§ **SELECTION**
# Beautiful Soup 

In [1]:
import requests
from bs4 import BeautifulSoup
import re
import pandas as pd

**Task:** From this [SPICED Academy page](https://www.spiced-academy.com/en/program/data-science), extract the following paragraph using web-scraping: 
- **"Become fluent in using Python to collect, analyze, and visualize data, focusing on the powerful libraries Pandas & NumPy."**

- Use a nice browser that allows you to easily view the HTML code side-by-side with the webpage.
    - For example, in Google Chrome, you can right-click (or ctrl+click) a webpage and click '*View Page Source*'. 
    - You can also click '*Inspect*' to get a more interactive comparison of the HTML code that corresponds to a section of the website you're interested in.
    - In other browsers: check the web-dev tools. 

### Step 1. Get the raw HTML text from the above website

In [2]:
sp_html = requests.get('https://www.spiced-academy.com/en/program/data-science').text
type(sp_html)

str

In [3]:
sp_html



### Step 2. Convert the raw HTML string to a BeautifulSoup-object, so that we can parse the data.

In [5]:
spiced_soup = BeautifulSoup(sp_html, 'html.parser')
type(spiced_soup)

§ **DATASET EXCERPT**
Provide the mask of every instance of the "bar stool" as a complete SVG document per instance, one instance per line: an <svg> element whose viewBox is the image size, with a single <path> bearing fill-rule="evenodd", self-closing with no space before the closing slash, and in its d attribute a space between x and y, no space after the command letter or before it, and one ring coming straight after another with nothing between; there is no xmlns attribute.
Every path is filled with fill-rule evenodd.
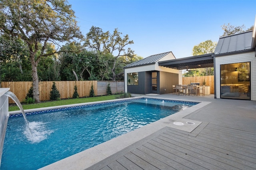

§ **SHORT PROBLEM 1**
Reproduce word for word the stretch of the Beautiful Soup notebook from "- In other browsers: check" through "type(sp_html)".
§ **SHORT PROBLEM 2**
Write the next part of the Beautiful Soup notebook, picking up from its final line.
The listing is material apart from the Beautiful Soup notebook.

§ **RIGHT ANSWER 1**
- In other browsers: check the web-dev tools. 

### Step 1. Get the raw HTML text from the above website

In [2]:
sp_html = requests.get('https://www.spiced-academy.com/en/program/data-science').text
type(sp_html)

§ **RIGHT ANSWER 2**
bs4.BeautifulSoup

In [6]:
spiced_soup

<!DOCTYPE html>

<html dir="ltr" lang="en" prefix="og: http://ogp.me/ns# fb: http://ogp.me/ns/fb#">
<head>
<title>Data Science Bootcamp in Germany | Spiced Academy</title>
<meta content="Level up your career with our 12 week Data Science bootcamp in Germany." name="description"/>
<meta charset="utf-8"/>
<meta content="width=device-width, initial-scale=1" name="viewport">
<link href="https://fonts.googleapis.com/css?family=Poppins:300,400,600&amp;display=swap" rel="stylesheet"/>
<link href="https://fonts.googleapis.com/css?family=IBM+Plex+Mono:400,500&amp;display=swap" rel="stylesheet"/>
<link href="/css/main.css" rel="stylesheet"/>
<link href="/apple-touch-icon.png?v=3" rel="apple-touch-icon" sizes="180x180"/>
<link href="/favicon-32x32.png?v=3" rel="icon" sizes="32x32" type="image/png"/>
<link href="/favicon-16x16.png?v=3" rel="icon" sizes="16x16" type="image/png"/>
<link color="#5bbad5" href="/safari-pinned-tab.svg" rel="mask-icon"/>
<meta content="#da532c" name="msapplication-TileCo

In [7]:
print(spiced_soup.prettify())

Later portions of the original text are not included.